Quoted passage —
I am working on a project with the goal of extracting structured data from a series of tables captured in images.
I have achieved some success adapting the process outlined in this extremely helpful medium post.
As best I understand, this program works by creating a contour mask, of sorts, to outline the borders of a table. Here is the relevant code performing that function:
#Load image as numpy array
img = np.array(img)
#Threshold image to binary image
thresh,img_bin = cv2.threshold(img,128,255,cv2.THRESH_BINARY |cv2.THRESH_OTSU)
#inverting the image
img_bin = 255-img_bin
# Length(width) of kernel as 100th of total width
kernel_len = np.array(img).shape[1]//100
# Defining a vertical kernel to detect all vertical lines of image
ver_kernel = cv2.getStructuringElement(cv2.MORPH_RECT, (1, kernel_len))
# Defining a horizontal kernel to detect all horizontal lines of image
hor_kernel = cv2.getStructuringElement(cv2.MORPH_RECT, (kernel_len, 1))

Collected data:

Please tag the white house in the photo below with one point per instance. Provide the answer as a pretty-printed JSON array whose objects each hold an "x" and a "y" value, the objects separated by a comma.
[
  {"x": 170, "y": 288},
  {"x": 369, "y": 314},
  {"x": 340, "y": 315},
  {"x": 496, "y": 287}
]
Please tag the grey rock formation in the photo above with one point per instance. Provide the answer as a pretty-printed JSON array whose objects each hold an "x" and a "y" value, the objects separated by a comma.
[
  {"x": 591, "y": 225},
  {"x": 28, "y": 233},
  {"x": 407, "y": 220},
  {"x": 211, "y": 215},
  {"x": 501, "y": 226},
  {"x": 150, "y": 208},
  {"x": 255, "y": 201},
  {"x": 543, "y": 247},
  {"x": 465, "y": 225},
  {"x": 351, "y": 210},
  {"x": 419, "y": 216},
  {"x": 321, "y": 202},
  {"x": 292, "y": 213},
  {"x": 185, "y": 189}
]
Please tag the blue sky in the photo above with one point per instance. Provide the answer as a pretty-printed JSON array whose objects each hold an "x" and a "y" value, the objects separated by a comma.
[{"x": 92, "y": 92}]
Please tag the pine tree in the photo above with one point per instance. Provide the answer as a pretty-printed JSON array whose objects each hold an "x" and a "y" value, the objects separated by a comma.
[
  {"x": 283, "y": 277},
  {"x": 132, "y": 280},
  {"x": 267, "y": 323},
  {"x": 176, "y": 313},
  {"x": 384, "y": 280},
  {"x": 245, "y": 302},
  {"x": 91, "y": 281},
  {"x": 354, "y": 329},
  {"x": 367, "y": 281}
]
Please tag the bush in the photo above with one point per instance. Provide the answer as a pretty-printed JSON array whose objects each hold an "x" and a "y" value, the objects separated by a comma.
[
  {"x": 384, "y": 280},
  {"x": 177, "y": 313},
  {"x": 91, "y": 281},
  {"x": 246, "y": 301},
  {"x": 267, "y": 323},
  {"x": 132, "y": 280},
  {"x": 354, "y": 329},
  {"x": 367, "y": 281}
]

Challenges —
1 – Answer these about the table-extraction post:
(a) What is the goal of the project?
(b) What fraction of the total width is used for the length of the kernel?
(c) What is the vertical kernel meant to detect?
2 – Duplicate the part of the table-extraction post that begins at the words "#inverting the image" and stops after "cv2.getStructuringElement(cv2.MORPH_RECT, (1, kernel_len))".
Draw only on the table-extraction post.

Problem solutions —
1 –
(a) Extracting structured data from a series of tables captured in images.
(b) One hundredth of the total width.
(c) All vertical lines of the image.

2 –
#inverting the image
img_bin = 255-img_bin
# Length(width) of kernel as 100th of total width
kernel_len = np.array(img).shape[1]//100
# Defining a vertical kernel to detect all vertical lines of image
ver_kernel = cv2.getStructuringElement(cv2.MORPH_RECT, (1, kernel_len))